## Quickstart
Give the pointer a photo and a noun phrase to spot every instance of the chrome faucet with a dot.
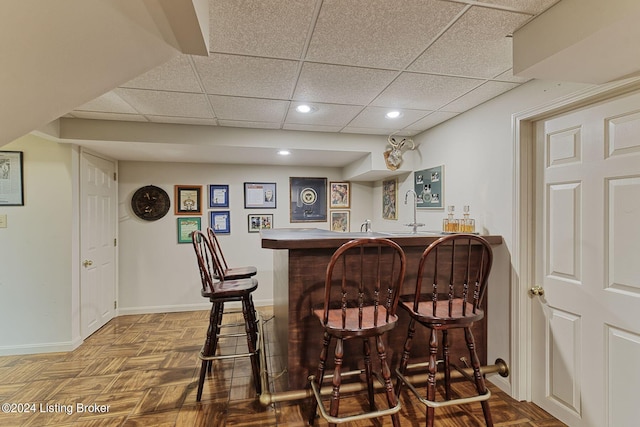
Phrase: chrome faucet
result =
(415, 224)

++++

◆ PROBLEM DESCRIPTION:
Go through the listing above and pull out each line containing the word "faucet".

◆ SOLVED EXERCISE:
Give the pointer a photo and a noun phrase to spot every instance of the chrome faucet with a dot.
Phrase: chrome faucet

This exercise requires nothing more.